Please resume the guide on 529 college plan expenses below from its final sentence, continuing in the same voice and format.

==== Selection

If you open a 529 college plan, you can save and invest tax-free for your child's education. Both your contributions and the earnings from investments are tax free, provided the funds are used for your child's qualified educational expenses. Keep careful records of any money spent from a 529 college plan to ensure you don't end up having to pay taxes plus a 10 percent IRS penalty.[1]

Part 1
Part 1 of 3:
Calculating Qualified Expenses

  1. 1
    Start with the amount of tuition. You can pay your child's full tuition tax-free with funds from a 529 account. However, if your child is receiving other tax-free assistance, such as a Pell grant or scholarship, you would reduce the tuition by that amount.[2]
    • For example, if your child has $10,000 in tuition each year, and also receives a Pell grant of $2,500 a semester, the amount of tuition you can count towards qualified education expenses would be $5,000.
  2. 2
    Check the school's estimated cost of attendance. If your child lives in the dorm and has a meal plan through the school, these costs are automatically considered qualified educational expenses. However, if your child lives off-campus, you must use the budget provided by the school.[3]
    • For example, suppose your child lives off campus and the university's estimated cost of room and board is $8,500 a year. Your child's apartment (including rent and utilities) and grocery bill come to $1,500 a month. While their living expenses total $18,000 a year, you may only use $8,500 from your 529 plan to pay these expenses.
    • Each school releases a budget and estimated cost of attendance each year, typically through the financial aid department. Either you or your child typically will receive this information along with the financial aid application and information. You can also get this information on the school's website.
    • Your child must be enrolled at least half-time for living expenses to be included as a qualified expense.[4]
  3. 3
    Add computer-related purchases. A desktop computer or laptop used for education can be paid for with funds from a 529 plan. You can also use funds from the plan to purchase software for the computer, as long as that software is required for a class.[5]
    • For example, if your child is enrolled in a photography course, you could purchase Adobe Photoshop using funds from your 529 plan.
    • Internet service also may be paid for with the 529 plan. However, you may only be able to include a portion of this expense, if your child also uses the internet for entertainment or social purposes. Talk to your plan administrator to find out for sure.
    • You cannot use 529 plan funds to pay for other electronic devices, such as smart phones or tablets, even though your child may use these devices for educational purposes. You can, however, use 529 plans for computer peripherals, such as printers or scanners.
  4. 4
    Include required textbooks and supplies. Many students spend over $1,000 a year for textbooks and other school supplies. All textbooks and supplies specifically required for a class can be purchased with 529 plan funds.[6]
    • Books that are "recommended" but not required may not be considered qualified educational expenses. Other books and supplemental materials, such as trade magazines or discipline journals, would not be considered qualified expenses even if they relate to your child's education.

========
==== Data provided

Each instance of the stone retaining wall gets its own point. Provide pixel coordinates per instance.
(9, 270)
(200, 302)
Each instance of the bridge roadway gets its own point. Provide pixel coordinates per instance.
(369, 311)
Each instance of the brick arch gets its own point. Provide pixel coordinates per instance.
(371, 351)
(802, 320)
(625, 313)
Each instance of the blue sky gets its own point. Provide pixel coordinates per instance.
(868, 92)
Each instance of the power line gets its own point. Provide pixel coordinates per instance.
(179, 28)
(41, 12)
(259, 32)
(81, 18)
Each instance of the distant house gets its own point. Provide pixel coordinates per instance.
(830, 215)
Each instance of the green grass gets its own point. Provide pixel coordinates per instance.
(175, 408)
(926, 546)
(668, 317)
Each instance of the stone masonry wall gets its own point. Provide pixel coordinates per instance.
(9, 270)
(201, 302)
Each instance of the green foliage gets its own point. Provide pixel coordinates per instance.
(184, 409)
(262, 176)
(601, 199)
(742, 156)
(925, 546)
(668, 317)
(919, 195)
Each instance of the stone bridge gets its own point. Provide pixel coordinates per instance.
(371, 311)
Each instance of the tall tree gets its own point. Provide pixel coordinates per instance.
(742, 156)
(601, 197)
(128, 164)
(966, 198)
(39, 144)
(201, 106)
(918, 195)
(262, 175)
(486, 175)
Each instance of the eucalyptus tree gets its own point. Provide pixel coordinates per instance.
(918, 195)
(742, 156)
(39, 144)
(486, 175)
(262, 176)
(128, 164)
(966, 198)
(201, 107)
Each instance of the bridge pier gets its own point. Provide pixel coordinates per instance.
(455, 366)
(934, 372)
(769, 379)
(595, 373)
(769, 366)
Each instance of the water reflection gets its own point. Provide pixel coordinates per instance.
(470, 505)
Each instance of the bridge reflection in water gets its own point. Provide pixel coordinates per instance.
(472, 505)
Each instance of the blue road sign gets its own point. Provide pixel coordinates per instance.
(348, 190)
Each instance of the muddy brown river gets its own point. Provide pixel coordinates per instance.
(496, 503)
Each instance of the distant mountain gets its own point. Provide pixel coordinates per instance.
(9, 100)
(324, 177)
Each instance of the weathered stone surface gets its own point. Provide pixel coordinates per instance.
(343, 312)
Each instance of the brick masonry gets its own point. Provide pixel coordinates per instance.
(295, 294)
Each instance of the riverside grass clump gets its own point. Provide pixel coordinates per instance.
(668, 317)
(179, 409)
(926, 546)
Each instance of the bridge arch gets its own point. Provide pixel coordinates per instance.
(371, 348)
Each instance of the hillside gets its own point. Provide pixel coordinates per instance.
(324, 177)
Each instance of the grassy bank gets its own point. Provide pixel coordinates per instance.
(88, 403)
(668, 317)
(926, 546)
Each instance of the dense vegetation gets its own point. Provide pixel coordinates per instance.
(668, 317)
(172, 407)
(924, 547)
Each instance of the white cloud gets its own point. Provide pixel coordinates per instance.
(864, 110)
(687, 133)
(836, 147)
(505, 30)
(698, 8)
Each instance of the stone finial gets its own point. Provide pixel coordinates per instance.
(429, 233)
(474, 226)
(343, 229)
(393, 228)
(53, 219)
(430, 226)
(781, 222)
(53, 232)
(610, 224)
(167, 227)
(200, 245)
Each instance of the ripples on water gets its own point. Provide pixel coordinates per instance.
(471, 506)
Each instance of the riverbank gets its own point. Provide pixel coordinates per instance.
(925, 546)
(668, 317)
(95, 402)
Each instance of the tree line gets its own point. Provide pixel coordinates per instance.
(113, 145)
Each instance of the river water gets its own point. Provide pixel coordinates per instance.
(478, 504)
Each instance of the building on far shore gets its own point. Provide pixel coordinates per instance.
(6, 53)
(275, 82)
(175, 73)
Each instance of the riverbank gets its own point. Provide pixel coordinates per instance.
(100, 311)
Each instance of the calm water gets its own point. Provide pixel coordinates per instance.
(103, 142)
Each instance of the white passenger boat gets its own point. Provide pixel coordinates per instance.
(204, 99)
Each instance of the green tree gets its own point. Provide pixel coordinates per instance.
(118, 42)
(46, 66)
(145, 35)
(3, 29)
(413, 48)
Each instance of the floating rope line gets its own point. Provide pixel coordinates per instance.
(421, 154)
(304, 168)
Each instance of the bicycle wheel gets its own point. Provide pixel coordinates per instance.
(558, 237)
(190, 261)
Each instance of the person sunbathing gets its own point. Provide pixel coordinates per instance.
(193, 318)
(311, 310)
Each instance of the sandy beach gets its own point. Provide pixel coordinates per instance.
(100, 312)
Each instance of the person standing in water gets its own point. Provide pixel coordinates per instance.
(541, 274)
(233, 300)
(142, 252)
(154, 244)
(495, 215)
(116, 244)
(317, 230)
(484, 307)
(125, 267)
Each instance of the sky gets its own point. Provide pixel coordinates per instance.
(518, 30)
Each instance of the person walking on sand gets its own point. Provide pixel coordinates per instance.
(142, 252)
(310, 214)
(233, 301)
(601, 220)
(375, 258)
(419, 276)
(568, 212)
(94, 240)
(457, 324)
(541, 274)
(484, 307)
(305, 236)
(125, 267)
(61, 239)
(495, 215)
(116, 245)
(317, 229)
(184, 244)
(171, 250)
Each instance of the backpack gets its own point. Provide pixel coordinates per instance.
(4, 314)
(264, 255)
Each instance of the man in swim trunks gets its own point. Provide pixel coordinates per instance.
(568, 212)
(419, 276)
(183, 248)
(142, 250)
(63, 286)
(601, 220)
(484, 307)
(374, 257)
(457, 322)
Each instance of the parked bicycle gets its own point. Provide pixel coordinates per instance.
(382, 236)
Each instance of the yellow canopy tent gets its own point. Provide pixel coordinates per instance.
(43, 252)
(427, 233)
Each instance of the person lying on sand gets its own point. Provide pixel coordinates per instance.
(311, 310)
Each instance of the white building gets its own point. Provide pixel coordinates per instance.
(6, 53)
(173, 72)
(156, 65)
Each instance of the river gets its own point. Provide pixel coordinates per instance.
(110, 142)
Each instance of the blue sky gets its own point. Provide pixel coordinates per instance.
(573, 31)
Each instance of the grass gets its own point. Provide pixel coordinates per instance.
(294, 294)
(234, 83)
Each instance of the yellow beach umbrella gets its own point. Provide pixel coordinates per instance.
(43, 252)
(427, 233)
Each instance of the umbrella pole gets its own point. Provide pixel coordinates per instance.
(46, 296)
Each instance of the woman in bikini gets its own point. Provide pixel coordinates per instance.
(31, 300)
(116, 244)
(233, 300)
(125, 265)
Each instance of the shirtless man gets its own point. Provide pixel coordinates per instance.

========

• Task response
    • General school supplies, such as pens or pencils, notebooks, and binders, may be purchased with 529 plan funds. This may vary among states, so check with your plan administrator to make sure these basic expenses are covered.

Part 2
Part 2 of 3:
Disbursing Funds

  1. 1
    Keep track of the school calendar and tuition due dates. While you can make a withdrawal at any time during the year, you have to be careful that you do not withdraw more money from the account than you spend on qualified educational expenses during that calendar year.[7]
    • It is all too easy for students (and parents of students) to automatically think in terms of the school year rather than the calendar year. However, IRS penalties relate to amounts withdrawn during the calendar year.
    • Mark due dates carefully, and work with your plan administrator well in advance of the due date. It may take several days to sell investments and get the cash you need to pay tuition or other bills.[8]
    • Use tuition due dates to create a calendar for withdrawals, so that you're making withdrawals only 2 or 3 times a year, rather than every month.
  2. 2
    Pay tuition directly from your 529 account. One of the easiest ways to ensure that your withdrawals match your qualified expenses is to have tuition paid to the school directly from the 529 account, rather than transferring funds to your own account or your child's account.[9]
    • If your child is living in the dorm, you can also have their room and board expenses paid directly from the 529 account.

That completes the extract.